--- Short exercise A ---
Answer these from the text about Rosie below, one per line:
(i) Besides rummie, what game did Rosie teach the writer?
(ii) What did the family give Rosie every year for Christmas?
(iii) How old is Rosie?

--- Excerpted text ---
##########

I can remember my mom getting ready to go out with my Dad and Jill and I anxiously awaiting the arrival of Rosie. She always came bearing games, records, or something special for us. Sometimes she brought her "international coffee" (Cafe Mocha) and would always let me have a sip.
She taught me how to play Chinese checkers and rummie. She taught me songs like "A Bushel and a Peck" and "Ring Around the Rosie". She taught me how to say my prayers and to this day I still have them memorized. She taught me that warm milk and honey helps to fall asleep and how to have a tea party that seemed soooooo real.
I remember making homemade bread with her and her husband and I remember that coconut lamb cake and chocolate truffles she would make us every year for Christmas. I remember the endless amount of books she would read to us and how she would always make my parents bed for them as a special surprise! I remember how she used to make the BEST mac and cheese by adding extra milk and how she would sometime speak french to us and we were mesmerized!
Every year for Christmas we gave her a book of stamps and she would be soooooo happy. One time she gave me a tiny pack of Kleenex because I told her I liked the one she had and she gave my sister a pencil because she liked to write. I learned early in life that it is "the thought that counts" and maybe that's why my Love Language is gift giving.
She is 91 years old and dosent have one gray hair. Still blows my mind.
She was the first non-family member I called to inform that my Dad had died. I can still hear her comforting words and sympathetic voice, as she tried to hold back her own tears.
She is the woman who caught my eye while I was walking down the isle at my wedding and that's when my tears started flowing. I can still picture her, sitting in the front pew, wearing a special flower pinned to her blouse, smiling at me and looking so proud.
I love her so much it always makes me cry.
She is a little old lady, with a tiny frame, with jet black hair and glasses. Her smile, smell, and embrace are so familiar to me and always make me feel like a child again. I am so lucky to have a woman like this in my life. Not many people do. I thank God for Rosie and for her presence in my life.

##########

--- Short exercise B ---
Find every line of the records that contains the string "metal", and copy each one. Case counts.

##########

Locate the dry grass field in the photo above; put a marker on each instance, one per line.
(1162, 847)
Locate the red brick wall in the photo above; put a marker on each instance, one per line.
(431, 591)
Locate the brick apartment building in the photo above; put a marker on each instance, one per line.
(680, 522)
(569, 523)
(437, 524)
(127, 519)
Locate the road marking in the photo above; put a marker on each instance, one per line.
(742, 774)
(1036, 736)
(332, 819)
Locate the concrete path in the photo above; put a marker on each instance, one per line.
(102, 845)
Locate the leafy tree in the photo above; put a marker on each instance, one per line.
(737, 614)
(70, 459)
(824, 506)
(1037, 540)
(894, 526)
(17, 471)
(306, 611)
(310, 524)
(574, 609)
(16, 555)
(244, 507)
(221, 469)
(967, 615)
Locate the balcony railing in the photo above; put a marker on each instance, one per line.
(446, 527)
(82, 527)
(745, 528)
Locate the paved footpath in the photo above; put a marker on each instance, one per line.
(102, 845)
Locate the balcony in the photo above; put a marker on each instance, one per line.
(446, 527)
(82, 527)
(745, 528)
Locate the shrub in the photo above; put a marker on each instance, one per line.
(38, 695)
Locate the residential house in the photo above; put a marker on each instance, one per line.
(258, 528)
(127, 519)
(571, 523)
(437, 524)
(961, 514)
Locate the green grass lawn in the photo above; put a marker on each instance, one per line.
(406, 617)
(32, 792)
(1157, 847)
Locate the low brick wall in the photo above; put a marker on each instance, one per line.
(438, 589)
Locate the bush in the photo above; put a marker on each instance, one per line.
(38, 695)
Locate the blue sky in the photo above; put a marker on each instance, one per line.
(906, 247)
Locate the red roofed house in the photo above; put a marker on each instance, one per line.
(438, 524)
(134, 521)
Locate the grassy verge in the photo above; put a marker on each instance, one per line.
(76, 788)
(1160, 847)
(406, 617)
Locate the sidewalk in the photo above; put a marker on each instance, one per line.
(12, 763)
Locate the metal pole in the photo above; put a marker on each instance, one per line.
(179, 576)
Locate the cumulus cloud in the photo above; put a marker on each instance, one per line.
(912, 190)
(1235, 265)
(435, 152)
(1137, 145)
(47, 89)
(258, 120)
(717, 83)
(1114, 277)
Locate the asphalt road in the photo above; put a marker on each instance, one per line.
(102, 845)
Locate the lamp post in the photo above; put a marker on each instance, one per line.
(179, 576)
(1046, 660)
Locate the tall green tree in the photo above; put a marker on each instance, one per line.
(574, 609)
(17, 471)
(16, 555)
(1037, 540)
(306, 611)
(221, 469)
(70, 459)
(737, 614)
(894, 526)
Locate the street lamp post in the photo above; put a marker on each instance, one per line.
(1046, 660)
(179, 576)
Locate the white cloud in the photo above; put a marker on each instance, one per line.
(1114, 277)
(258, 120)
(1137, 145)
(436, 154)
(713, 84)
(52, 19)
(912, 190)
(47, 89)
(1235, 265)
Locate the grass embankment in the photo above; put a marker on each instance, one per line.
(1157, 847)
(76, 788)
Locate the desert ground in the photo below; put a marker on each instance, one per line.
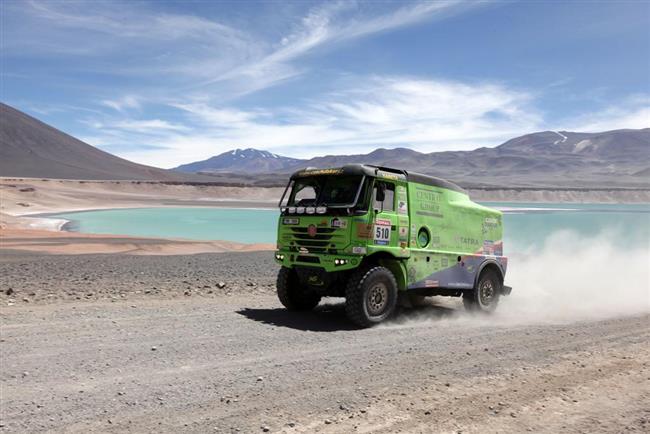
(121, 334)
(199, 343)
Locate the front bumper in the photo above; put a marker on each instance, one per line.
(328, 262)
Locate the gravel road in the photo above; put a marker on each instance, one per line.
(232, 360)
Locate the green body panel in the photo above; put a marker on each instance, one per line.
(463, 236)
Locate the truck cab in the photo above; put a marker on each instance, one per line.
(375, 235)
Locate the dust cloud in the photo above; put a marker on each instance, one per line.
(571, 278)
(575, 277)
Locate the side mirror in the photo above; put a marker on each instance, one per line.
(380, 194)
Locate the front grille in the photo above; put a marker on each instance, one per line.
(322, 242)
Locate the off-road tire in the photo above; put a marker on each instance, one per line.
(370, 296)
(291, 294)
(485, 296)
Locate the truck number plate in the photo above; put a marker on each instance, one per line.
(382, 232)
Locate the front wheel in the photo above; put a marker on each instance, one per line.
(291, 294)
(370, 296)
(485, 296)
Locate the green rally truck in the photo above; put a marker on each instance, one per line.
(377, 235)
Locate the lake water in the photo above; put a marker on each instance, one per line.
(527, 225)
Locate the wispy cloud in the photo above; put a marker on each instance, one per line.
(632, 112)
(325, 25)
(368, 112)
(123, 103)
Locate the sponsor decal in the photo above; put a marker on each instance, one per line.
(412, 274)
(319, 172)
(466, 240)
(382, 232)
(364, 230)
(290, 221)
(387, 175)
(402, 207)
(489, 224)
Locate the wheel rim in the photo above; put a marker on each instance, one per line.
(377, 299)
(486, 292)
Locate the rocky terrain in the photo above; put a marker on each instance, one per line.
(543, 160)
(119, 343)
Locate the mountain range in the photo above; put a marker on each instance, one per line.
(619, 158)
(30, 148)
(553, 158)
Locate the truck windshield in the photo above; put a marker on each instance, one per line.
(324, 191)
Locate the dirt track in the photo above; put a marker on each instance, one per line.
(236, 362)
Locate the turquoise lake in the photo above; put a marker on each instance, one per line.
(526, 224)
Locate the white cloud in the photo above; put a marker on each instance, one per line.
(372, 111)
(147, 126)
(633, 112)
(123, 103)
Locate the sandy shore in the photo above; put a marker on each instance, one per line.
(25, 203)
(200, 343)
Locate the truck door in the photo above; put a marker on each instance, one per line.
(390, 220)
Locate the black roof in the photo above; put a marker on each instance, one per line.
(372, 171)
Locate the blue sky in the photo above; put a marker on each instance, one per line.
(165, 83)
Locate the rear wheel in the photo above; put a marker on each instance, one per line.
(485, 296)
(370, 296)
(292, 294)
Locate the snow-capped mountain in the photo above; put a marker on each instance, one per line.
(241, 160)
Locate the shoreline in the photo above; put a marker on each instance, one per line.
(30, 206)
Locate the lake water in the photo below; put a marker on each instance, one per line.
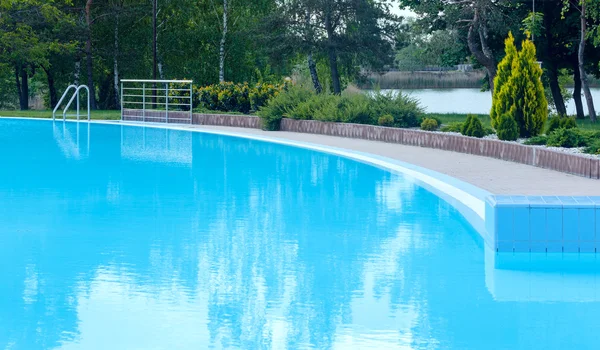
(470, 100)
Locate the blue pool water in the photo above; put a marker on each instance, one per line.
(122, 237)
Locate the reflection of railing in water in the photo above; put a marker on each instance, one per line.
(156, 145)
(70, 147)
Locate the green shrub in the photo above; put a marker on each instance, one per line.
(570, 138)
(386, 120)
(429, 124)
(406, 110)
(558, 122)
(473, 127)
(519, 90)
(507, 128)
(452, 127)
(594, 147)
(281, 105)
(300, 103)
(230, 97)
(537, 140)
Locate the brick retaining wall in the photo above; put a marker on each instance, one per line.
(509, 151)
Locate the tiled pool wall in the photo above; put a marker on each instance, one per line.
(543, 224)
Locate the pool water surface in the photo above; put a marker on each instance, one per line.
(124, 237)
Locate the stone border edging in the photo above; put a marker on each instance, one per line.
(508, 151)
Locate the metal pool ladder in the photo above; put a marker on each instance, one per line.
(73, 97)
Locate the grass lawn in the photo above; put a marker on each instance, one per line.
(100, 115)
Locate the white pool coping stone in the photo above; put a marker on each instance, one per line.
(545, 224)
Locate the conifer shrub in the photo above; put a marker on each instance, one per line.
(452, 127)
(429, 124)
(518, 90)
(558, 122)
(502, 99)
(473, 127)
(507, 128)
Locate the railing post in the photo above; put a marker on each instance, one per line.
(144, 102)
(167, 102)
(121, 101)
(77, 93)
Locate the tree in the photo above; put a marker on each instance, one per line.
(519, 92)
(581, 6)
(502, 98)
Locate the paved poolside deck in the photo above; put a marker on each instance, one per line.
(494, 175)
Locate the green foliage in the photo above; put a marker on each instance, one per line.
(558, 122)
(502, 100)
(281, 105)
(302, 103)
(452, 127)
(519, 91)
(386, 120)
(429, 124)
(230, 97)
(473, 127)
(537, 140)
(593, 147)
(507, 128)
(571, 138)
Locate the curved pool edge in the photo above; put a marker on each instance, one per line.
(535, 224)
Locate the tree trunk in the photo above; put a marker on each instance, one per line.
(559, 102)
(481, 50)
(51, 87)
(312, 67)
(577, 92)
(581, 61)
(77, 72)
(116, 64)
(222, 44)
(88, 52)
(22, 86)
(331, 52)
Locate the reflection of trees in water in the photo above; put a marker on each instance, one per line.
(280, 241)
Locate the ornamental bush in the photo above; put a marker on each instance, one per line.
(386, 120)
(558, 122)
(520, 93)
(429, 124)
(230, 97)
(502, 99)
(507, 128)
(473, 127)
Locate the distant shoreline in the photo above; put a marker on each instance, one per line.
(432, 80)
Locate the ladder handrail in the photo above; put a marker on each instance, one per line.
(61, 99)
(76, 95)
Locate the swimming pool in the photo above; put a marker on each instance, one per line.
(125, 237)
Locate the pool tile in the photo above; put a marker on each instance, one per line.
(538, 246)
(521, 224)
(504, 246)
(537, 224)
(587, 229)
(571, 246)
(554, 224)
(552, 202)
(554, 246)
(570, 224)
(587, 247)
(522, 246)
(520, 201)
(504, 223)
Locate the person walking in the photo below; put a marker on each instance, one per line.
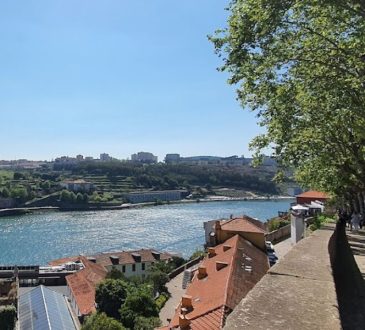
(355, 221)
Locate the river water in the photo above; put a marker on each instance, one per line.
(40, 237)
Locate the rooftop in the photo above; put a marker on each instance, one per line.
(221, 281)
(313, 194)
(83, 283)
(243, 224)
(43, 308)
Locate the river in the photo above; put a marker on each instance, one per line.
(40, 237)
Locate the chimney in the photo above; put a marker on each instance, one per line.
(137, 257)
(226, 248)
(156, 255)
(114, 260)
(220, 264)
(211, 252)
(202, 272)
(183, 322)
(187, 302)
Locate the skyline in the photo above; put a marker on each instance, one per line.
(87, 78)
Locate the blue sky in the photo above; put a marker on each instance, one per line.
(116, 76)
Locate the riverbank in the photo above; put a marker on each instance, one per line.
(25, 210)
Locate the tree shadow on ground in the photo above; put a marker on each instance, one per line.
(349, 281)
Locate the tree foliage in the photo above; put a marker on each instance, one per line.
(110, 296)
(99, 321)
(7, 317)
(138, 303)
(300, 65)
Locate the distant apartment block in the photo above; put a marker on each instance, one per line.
(231, 161)
(144, 157)
(153, 196)
(105, 157)
(77, 185)
(207, 160)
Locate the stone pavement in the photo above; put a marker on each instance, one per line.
(176, 291)
(298, 293)
(357, 245)
(282, 248)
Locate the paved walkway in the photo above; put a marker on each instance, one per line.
(176, 291)
(297, 293)
(357, 245)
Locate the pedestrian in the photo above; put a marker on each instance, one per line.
(355, 221)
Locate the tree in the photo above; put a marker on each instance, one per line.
(300, 65)
(138, 303)
(110, 296)
(5, 192)
(99, 321)
(146, 323)
(79, 198)
(7, 317)
(115, 274)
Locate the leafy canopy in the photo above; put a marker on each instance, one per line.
(300, 65)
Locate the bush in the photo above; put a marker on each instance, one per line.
(100, 321)
(7, 317)
(161, 300)
(110, 296)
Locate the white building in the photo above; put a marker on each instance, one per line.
(144, 157)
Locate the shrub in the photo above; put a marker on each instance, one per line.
(161, 300)
(7, 317)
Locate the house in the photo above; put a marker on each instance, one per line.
(130, 263)
(81, 286)
(218, 231)
(224, 277)
(311, 196)
(78, 185)
(43, 308)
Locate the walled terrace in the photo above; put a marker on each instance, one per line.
(317, 285)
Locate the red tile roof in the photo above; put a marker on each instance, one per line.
(216, 294)
(83, 283)
(313, 194)
(244, 224)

##########

--- Final answer A ---
(i) Chinese checkers
(ii) A book of stamps
(iii) 91 years old

--- Final answer B ---
Locate the metal pole in the photo above; put a marker on each instance, one per line.
Locate the metal pool ladder in the photo above; put a marker on each instance, one per line.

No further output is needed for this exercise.